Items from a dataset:
>> Start
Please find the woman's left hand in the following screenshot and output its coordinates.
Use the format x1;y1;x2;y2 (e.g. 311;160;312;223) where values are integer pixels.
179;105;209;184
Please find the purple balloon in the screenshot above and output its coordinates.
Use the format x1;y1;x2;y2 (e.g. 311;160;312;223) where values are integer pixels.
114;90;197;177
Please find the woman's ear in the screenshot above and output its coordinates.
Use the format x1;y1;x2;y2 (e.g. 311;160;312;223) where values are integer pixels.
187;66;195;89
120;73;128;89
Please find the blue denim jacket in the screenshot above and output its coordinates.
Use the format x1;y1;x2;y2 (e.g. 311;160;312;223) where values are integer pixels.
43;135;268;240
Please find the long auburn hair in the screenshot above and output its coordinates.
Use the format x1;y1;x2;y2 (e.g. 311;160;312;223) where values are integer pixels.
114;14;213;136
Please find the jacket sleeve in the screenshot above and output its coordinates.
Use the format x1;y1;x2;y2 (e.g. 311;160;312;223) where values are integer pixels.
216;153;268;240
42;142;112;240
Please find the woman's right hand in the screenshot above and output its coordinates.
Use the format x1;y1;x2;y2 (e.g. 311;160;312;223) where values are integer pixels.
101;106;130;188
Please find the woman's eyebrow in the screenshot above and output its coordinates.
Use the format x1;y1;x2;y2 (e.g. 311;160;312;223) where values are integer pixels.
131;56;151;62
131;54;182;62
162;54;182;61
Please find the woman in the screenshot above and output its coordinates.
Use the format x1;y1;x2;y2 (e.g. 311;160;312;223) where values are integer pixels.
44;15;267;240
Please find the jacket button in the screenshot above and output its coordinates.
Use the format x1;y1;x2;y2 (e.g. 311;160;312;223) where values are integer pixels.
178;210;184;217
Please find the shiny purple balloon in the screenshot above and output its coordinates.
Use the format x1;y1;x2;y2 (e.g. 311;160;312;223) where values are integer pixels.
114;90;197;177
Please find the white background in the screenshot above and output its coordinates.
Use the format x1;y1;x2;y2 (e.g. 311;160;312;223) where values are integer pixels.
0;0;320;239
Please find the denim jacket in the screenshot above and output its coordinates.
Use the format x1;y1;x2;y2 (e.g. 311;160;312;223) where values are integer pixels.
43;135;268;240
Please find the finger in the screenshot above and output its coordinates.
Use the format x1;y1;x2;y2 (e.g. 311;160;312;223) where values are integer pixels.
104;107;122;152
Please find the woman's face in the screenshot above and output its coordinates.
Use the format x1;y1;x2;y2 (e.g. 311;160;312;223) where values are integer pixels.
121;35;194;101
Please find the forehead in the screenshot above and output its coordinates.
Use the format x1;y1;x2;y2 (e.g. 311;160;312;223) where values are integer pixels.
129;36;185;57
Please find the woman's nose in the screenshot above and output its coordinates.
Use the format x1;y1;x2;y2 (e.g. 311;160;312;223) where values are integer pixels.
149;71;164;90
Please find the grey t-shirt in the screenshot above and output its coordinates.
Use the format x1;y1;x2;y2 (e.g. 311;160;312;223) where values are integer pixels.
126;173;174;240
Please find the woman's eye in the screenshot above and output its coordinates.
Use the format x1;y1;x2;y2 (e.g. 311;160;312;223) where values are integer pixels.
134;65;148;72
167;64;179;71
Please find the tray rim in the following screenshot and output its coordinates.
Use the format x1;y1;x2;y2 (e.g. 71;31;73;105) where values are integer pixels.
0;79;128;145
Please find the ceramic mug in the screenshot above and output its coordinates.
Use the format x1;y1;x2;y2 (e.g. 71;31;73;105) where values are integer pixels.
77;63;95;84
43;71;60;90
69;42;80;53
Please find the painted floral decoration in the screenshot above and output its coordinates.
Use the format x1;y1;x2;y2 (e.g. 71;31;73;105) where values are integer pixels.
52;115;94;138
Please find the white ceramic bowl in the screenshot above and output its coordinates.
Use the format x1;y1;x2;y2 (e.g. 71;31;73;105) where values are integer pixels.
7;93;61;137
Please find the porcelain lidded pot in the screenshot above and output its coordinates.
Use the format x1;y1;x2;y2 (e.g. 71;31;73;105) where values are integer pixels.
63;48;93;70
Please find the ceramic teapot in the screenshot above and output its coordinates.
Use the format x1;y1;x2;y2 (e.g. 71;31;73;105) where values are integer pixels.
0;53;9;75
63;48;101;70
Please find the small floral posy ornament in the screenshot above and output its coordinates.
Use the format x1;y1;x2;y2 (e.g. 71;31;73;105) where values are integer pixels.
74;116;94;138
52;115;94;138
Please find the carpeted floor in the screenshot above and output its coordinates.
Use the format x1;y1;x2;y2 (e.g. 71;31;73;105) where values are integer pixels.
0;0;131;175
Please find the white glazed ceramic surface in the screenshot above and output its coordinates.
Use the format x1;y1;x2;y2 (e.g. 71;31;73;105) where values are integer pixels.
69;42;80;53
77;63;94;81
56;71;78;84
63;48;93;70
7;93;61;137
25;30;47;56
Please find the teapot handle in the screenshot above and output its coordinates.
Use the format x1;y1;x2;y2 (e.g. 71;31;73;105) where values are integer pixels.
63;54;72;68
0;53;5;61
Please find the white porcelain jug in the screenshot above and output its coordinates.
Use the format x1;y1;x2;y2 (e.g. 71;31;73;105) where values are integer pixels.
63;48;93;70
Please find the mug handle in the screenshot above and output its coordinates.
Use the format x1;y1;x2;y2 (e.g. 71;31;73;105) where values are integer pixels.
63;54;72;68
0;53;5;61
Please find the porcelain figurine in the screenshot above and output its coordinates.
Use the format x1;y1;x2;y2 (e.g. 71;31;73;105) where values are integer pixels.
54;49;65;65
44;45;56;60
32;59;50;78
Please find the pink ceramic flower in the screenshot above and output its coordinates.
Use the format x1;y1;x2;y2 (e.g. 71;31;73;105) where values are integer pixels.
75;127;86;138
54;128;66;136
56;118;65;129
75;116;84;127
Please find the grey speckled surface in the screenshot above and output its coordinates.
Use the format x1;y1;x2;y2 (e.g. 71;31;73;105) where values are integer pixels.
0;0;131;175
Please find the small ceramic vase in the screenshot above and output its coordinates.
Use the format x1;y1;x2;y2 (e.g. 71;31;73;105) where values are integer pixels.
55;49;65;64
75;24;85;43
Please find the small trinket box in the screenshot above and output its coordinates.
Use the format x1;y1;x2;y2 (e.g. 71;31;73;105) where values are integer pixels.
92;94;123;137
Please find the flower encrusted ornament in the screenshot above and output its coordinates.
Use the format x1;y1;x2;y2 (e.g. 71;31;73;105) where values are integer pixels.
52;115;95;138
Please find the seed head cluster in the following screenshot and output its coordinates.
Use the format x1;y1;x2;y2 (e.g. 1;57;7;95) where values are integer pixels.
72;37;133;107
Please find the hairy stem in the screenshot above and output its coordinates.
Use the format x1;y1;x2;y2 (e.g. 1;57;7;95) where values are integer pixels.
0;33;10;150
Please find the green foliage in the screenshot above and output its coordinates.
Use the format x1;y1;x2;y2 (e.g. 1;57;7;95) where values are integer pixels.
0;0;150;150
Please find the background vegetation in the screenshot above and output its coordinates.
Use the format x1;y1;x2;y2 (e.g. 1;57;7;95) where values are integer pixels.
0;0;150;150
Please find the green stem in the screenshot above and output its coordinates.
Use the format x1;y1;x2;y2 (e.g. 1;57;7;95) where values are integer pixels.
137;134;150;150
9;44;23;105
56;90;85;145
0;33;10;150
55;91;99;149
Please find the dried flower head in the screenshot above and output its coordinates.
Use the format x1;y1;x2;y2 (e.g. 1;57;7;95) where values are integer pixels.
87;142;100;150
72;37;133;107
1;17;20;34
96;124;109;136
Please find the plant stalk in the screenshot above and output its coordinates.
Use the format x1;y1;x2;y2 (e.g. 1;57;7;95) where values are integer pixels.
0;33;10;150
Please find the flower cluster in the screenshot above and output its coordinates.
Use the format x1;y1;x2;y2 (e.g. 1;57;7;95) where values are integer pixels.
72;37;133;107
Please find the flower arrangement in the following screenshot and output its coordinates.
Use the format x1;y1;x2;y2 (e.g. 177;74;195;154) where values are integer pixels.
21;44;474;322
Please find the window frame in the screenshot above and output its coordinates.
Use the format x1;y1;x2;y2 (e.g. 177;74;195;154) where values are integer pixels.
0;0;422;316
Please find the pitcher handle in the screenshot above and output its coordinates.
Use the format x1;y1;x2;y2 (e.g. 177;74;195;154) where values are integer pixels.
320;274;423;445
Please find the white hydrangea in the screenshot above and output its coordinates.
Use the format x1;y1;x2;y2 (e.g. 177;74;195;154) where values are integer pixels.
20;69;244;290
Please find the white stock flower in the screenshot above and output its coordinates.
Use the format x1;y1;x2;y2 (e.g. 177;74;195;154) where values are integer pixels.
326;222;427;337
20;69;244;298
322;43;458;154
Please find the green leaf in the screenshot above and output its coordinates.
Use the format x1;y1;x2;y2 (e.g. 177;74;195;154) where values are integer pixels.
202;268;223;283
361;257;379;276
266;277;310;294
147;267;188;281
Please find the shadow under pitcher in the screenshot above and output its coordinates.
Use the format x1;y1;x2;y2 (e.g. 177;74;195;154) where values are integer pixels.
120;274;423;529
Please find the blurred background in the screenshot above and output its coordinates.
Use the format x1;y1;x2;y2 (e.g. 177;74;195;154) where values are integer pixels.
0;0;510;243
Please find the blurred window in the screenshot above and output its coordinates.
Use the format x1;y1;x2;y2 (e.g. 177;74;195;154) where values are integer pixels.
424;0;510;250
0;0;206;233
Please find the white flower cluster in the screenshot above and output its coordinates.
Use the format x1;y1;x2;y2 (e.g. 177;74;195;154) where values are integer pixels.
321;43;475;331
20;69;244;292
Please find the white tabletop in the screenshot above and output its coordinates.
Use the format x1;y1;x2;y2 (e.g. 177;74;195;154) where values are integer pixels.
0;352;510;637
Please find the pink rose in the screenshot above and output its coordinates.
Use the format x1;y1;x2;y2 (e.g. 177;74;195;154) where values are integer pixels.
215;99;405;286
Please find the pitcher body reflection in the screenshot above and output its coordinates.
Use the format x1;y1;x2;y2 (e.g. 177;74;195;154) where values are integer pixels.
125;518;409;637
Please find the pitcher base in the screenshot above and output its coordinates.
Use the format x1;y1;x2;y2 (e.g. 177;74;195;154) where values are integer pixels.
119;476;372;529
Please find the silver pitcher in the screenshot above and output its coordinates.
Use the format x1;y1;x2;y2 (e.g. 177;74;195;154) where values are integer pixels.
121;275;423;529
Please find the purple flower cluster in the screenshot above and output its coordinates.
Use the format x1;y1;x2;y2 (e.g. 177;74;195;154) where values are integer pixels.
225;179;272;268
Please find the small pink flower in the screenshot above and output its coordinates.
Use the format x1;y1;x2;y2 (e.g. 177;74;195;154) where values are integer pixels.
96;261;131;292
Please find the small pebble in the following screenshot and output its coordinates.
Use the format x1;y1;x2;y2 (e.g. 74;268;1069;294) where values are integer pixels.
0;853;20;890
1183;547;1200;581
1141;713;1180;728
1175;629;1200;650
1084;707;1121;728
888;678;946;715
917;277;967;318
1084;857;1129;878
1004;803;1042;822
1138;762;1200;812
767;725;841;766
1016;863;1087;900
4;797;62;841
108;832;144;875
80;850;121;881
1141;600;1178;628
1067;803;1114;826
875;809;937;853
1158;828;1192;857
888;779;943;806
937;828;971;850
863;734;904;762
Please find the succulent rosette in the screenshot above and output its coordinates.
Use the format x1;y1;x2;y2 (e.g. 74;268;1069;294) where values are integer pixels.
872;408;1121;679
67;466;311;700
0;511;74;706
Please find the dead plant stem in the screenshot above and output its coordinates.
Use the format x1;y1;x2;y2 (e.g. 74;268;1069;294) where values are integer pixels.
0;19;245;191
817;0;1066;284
>> End
* STATED GOAL *
Rewrite the data above as a numbered list, starting at the first line and ending at the line containing "120;73;128;89", and leave out any blank lines.

* ANSWER IN FULL *
1. Please find the woman's left hand in the following screenshot and output its coordinates.
2. Use the format x1;y1;x2;y2 (e.g. 311;160;312;223) where values are integer pixels.
3. 179;105;209;184
4. Please find the purple balloon in the screenshot above and output its coordinates.
5. Use the format x1;y1;x2;y2 (e.g. 311;160;312;223) where values are integer pixels.
6. 114;90;197;177
7. Please find the woman's ear in the screenshot above and output its coordinates.
8. Use the format x1;y1;x2;y2 (e.g. 311;160;312;223) where values are integer pixels.
9. 187;66;195;89
10. 120;73;128;89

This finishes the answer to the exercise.